→ **WORK TO DO**
Repeat every line below exactly as it reads.

(Stored records)
- - -

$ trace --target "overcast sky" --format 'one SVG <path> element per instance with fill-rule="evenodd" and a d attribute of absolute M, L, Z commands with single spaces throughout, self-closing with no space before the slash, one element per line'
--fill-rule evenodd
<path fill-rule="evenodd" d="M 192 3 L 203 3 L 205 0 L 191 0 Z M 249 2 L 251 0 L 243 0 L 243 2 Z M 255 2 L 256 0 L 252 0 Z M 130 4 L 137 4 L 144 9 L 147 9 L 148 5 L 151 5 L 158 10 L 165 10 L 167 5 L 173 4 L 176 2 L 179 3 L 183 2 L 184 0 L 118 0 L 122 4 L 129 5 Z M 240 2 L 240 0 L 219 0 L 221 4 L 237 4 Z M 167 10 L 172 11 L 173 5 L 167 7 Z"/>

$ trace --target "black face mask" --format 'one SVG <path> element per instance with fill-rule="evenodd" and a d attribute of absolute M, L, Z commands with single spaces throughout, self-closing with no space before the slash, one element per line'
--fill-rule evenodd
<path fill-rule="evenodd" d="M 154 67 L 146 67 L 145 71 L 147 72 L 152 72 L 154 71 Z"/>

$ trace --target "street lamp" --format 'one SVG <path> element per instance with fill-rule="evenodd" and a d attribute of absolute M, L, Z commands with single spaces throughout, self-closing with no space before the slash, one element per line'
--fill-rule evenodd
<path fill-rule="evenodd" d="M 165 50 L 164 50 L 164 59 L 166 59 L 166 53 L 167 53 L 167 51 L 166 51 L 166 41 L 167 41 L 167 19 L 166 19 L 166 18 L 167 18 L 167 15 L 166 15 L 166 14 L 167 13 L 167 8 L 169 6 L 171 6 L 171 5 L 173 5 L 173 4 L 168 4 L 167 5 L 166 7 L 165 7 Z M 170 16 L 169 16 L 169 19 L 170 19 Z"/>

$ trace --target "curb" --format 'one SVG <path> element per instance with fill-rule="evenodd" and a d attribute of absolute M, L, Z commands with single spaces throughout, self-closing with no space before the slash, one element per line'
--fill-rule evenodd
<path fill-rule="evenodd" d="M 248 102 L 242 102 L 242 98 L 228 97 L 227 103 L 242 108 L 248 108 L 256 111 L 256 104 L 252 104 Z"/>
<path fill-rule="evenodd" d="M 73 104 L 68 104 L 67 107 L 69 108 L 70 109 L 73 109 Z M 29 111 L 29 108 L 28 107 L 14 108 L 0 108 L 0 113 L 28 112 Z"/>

- - -

→ **CORRECT RESULT**
$ trace --target "overcast sky" --format 'one SVG <path> element per instance with fill-rule="evenodd" and a d attribute of absolute M, L, Z commands with single spaces throughout, self-closing with no space before the slash, one element per line'
--fill-rule evenodd
<path fill-rule="evenodd" d="M 192 3 L 203 3 L 205 0 L 191 0 Z M 249 2 L 251 0 L 243 0 L 243 2 Z M 255 2 L 256 0 L 252 0 Z M 130 4 L 137 4 L 144 9 L 147 9 L 148 5 L 151 5 L 158 10 L 165 10 L 167 5 L 173 4 L 176 2 L 179 3 L 183 2 L 184 0 L 118 0 L 122 4 L 129 5 Z M 240 2 L 240 0 L 219 0 L 221 4 L 237 4 Z M 167 10 L 172 11 L 173 5 L 167 7 Z"/>

$ trace --target "black face mask" --format 'one SVG <path> element per instance with fill-rule="evenodd" and a d attribute of absolute M, L, Z commands with single spaces throughout, self-closing with no space before the slash, one element per line'
--fill-rule evenodd
<path fill-rule="evenodd" d="M 154 67 L 146 67 L 145 71 L 147 72 L 152 72 L 154 71 Z"/>

$ trace --target "street lamp" --format 'one SVG <path> element per instance with fill-rule="evenodd" and a d attribute of absolute M, L, Z commands with single spaces throughout, self-closing with no space before the slash, one element per line'
--fill-rule evenodd
<path fill-rule="evenodd" d="M 165 50 L 164 50 L 164 59 L 166 59 L 166 53 L 167 53 L 167 51 L 166 51 L 166 41 L 167 41 L 167 19 L 166 19 L 166 18 L 167 18 L 167 15 L 166 15 L 166 14 L 167 13 L 167 8 L 169 6 L 171 6 L 171 5 L 173 5 L 173 4 L 168 4 L 167 5 L 166 7 L 165 7 Z M 170 16 L 169 16 L 169 19 L 170 19 Z"/>

$ trace --target "curb" --format 'one SVG <path> element per instance with fill-rule="evenodd" and a d attribute of absolute M, L, Z commands with single spaces throughout, self-closing with no space before the slash, one element per line'
--fill-rule evenodd
<path fill-rule="evenodd" d="M 248 102 L 242 102 L 242 98 L 228 97 L 227 103 L 242 108 L 248 108 L 256 111 L 256 104 L 252 104 Z"/>
<path fill-rule="evenodd" d="M 73 104 L 68 104 L 67 107 L 69 108 L 70 109 L 73 109 Z M 29 111 L 29 108 L 28 107 L 14 108 L 0 108 L 0 113 L 28 112 Z"/>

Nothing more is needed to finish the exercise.